- **TASK GOAL**
Drop the pictures, then extract the listing word for word.

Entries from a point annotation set
—————

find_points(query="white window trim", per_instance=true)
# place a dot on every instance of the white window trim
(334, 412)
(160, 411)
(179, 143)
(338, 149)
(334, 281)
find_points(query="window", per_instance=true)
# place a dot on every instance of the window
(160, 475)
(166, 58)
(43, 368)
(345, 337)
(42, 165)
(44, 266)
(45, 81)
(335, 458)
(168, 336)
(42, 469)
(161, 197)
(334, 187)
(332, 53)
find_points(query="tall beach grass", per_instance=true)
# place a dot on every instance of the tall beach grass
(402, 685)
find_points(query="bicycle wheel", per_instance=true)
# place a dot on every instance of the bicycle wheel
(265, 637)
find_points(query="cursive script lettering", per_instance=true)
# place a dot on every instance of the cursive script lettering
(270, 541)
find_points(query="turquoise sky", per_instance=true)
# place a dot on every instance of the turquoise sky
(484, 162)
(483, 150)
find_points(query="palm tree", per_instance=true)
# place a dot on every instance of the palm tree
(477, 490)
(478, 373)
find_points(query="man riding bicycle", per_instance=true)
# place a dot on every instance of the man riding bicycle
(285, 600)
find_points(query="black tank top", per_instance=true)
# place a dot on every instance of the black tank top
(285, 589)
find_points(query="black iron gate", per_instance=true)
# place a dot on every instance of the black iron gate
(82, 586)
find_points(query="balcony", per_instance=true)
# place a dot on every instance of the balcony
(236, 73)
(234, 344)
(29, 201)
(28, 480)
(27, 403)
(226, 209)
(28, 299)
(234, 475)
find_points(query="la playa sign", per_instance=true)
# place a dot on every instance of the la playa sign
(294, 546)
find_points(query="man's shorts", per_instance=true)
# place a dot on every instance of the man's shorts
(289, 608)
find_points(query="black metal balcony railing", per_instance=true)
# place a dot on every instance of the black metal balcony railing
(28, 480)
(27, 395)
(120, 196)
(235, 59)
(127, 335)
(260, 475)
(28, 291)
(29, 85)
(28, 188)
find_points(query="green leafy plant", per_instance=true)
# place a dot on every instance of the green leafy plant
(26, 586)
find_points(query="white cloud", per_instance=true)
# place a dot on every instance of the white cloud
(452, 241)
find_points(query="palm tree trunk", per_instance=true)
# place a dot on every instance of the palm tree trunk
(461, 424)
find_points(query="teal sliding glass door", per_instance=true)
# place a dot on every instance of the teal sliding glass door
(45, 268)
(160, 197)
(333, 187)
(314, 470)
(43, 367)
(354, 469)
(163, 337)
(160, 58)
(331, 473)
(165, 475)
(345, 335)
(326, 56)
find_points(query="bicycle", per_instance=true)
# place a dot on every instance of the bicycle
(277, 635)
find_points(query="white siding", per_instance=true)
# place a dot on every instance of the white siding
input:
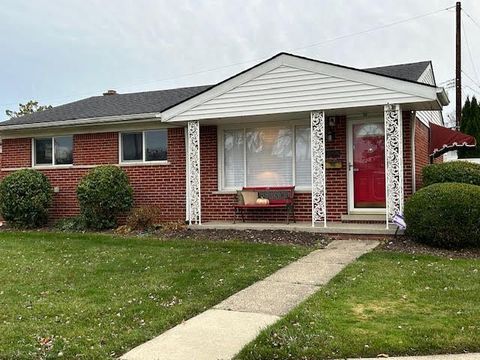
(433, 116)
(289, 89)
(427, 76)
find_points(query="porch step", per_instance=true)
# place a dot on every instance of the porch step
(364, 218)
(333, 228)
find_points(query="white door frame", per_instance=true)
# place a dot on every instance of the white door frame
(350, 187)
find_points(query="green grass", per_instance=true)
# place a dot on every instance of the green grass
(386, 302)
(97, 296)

—————

- **RESULT OF THE EXERCISE**
find_points(query="white window trim", per_instance=true)
# place a dot on every instance of the white window trim
(334, 412)
(160, 411)
(179, 143)
(338, 149)
(334, 281)
find_points(query="window", per_instance=true)
# place a dot on every instance of the window
(160, 475)
(166, 58)
(43, 368)
(345, 337)
(42, 165)
(44, 266)
(45, 81)
(335, 458)
(168, 336)
(42, 469)
(161, 197)
(334, 187)
(332, 53)
find_points(query="tall beach grass", per_instance=true)
# place a dot on every instance of the tall beach grass
(402, 685)
find_points(query="bicycle wheel", per_instance=true)
# place a dot on every instance of the bicycle wheel
(265, 637)
find_points(query="cursive script lettering", per_instance=true)
# place a dot on every instance of the cursive script lettering
(270, 541)
find_points(query="turquoise sky", per_instance=true)
# place a dot on every instance of the turquoise sky
(484, 162)
(483, 150)
find_points(query="palm tree", per_instance=true)
# place a dot on every instance of the palm tree
(477, 490)
(478, 373)
find_points(query="man riding bicycle", per_instance=true)
# place a dot on every instance of the man riding bicycle
(285, 600)
find_points(query="black tank top", per_instance=true)
# place a dot on every instance of the black tank top
(285, 589)
find_points(query="black iron gate", per_instance=true)
# place a dot on every instance of the black iron gate
(82, 586)
find_points(query="balcony", per_instance=true)
# place a dot on every instance of the balcony
(236, 73)
(234, 344)
(29, 201)
(28, 480)
(27, 403)
(226, 209)
(28, 299)
(234, 475)
find_points(query="la playa sign", per_instance=true)
# place a dot on every instance of the la playa sign
(294, 546)
find_points(query="man's shorts", per_instance=true)
# place a dot on every instance of the man's shorts
(289, 608)
find_points(query="black metal balcony railing", per_instance=true)
# place a dot on every instance of the black metal balcony railing
(28, 480)
(27, 395)
(120, 196)
(235, 59)
(127, 335)
(260, 475)
(28, 291)
(29, 85)
(28, 188)
find_points(query="green leafy plant", per_instance=true)
# place a dot on every instance of the green leafy plant
(26, 586)
find_points(query="white cloud", per_instance=true)
# place a dot on every instance of the white cloud
(452, 241)
find_points(query="palm tree trunk", per_instance=true)
# place a dot on every instance of the palm tree trunk
(461, 424)
find_points(query="teal sliding glass door", per_instance=true)
# place a dot on every instance of the teal sliding glass door
(45, 268)
(160, 197)
(333, 187)
(314, 470)
(43, 367)
(354, 469)
(163, 337)
(160, 58)
(331, 473)
(165, 475)
(345, 335)
(326, 56)
find_points(query="bicycle", per_instance=true)
# place a dot on every instance of the bicycle
(277, 635)
find_points(query="white siding", per_instance=true)
# place a dot on every instance of the white siding
input:
(433, 116)
(289, 89)
(427, 76)
find_points(query="porch step", per_instance=true)
# place a dot on every instance of the porch step
(364, 218)
(333, 228)
find_points(query="white door frame", per_instance=true)
# place a dot on every instance of the white door frame
(350, 187)
find_points(query="green grass", per_instance=true)
# place a dot on every instance of the green grass
(386, 302)
(97, 296)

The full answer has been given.